OBJECTIVE
Return every line of the listing below word for word, with nothing changed.

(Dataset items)
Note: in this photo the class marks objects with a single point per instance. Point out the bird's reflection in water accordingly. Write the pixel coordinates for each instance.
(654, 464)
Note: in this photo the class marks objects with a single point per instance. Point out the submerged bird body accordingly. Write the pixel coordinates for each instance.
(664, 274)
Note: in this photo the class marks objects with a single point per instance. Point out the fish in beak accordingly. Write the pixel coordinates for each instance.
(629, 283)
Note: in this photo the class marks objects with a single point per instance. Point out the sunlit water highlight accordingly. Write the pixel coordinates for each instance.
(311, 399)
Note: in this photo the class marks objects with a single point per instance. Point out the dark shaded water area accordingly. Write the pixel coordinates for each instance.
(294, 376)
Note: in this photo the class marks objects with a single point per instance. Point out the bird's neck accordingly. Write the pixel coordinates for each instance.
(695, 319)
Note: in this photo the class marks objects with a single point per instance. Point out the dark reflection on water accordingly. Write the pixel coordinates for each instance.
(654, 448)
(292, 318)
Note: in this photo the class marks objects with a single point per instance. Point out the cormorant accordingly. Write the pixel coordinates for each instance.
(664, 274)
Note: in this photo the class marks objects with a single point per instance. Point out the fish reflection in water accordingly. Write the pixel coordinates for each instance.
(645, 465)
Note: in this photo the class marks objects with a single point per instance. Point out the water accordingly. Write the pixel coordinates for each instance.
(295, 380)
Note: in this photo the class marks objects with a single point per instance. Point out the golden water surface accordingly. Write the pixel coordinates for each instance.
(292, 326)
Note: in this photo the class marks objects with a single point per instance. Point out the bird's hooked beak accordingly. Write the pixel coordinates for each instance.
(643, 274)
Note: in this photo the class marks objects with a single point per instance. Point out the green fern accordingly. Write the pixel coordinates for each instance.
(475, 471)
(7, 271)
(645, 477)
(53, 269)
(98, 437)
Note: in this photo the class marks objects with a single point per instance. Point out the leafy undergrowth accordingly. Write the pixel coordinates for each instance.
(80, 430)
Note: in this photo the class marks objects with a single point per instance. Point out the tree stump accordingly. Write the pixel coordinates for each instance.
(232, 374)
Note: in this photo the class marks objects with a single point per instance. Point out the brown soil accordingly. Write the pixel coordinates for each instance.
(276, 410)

ANSWER TO THIS TASK
Note: in this photo the class marks objects with a single point per instance. Point out the bird's reflection in water accordingly. Write the pixel coordinates for each instance.
(654, 464)
Note: in this photo the class marks objects with a single point per instance. Point out the submerged bird body accordingly. Write the pixel coordinates for each instance.
(664, 274)
Note: in this photo the class marks objects with a single point per instance. Point out the fish in beak accordingly. Write the pixel coordinates for each instance.
(629, 283)
Note: in this photo the class marks objects with a single point per instance. Point out the sunlit water highlight accordingly. Write the pixel coordinates for each instance.
(311, 399)
Note: in this photo the class marks objects with a single point per instance. Point out the dark shaded water area accordingly. Write the pixel coordinates for each instance.
(294, 376)
Note: in this photo the class marks objects with a single point per instance. Point out the bird's neck accordingly. Write the pixel coordinates for each instance.
(695, 319)
Note: in this photo the class marks objects with a single point per instance. Point out the dark reflection on water accordingly. Write the pixel coordinates for each instance.
(654, 448)
(292, 318)
Note: in this photo the class marks objects with a single point per instance. Point out the cormorant accordingly. Write the pixel coordinates for each instance.
(664, 274)
Note: in this photo the class marks objects with a single point per instance. Point out the fish reflection in water accordingly. Write the pixel coordinates for each instance.
(645, 465)
Note: in this photo the class marks objects with a single point per instance. Point out the water accordingly. Write the pixel coordinates for each instance.
(295, 380)
Note: in this photo the class marks objects with a single point per instance. Point out the golden water surface accordingly. Write the pixel coordinates for each instance.
(292, 326)
Note: in this photo the class marks objects with a single point per instance. Point out the bird's hooked beak accordingly. Write the pixel coordinates for each instance.
(643, 274)
Note: in this photo the class marks objects with a single point per instance. Point out the green fern accordingly. Write the pixel coordinates for each instance.
(475, 471)
(7, 271)
(645, 477)
(53, 269)
(98, 437)
Note: in this photo the class marks objects with a single point per instance. Point out the leafy undergrowth accordingly. Write the pixel coordinates for each instance.
(80, 430)
Note: in this photo the class marks objects with a single point per instance. Point out the tree stump accordingly. Write the pixel coordinates for each instance.
(232, 374)
Note: in this photo the class marks objects with a single point per instance. Point out the brown soil accordingly. Write the pixel coordinates for each instance.
(276, 410)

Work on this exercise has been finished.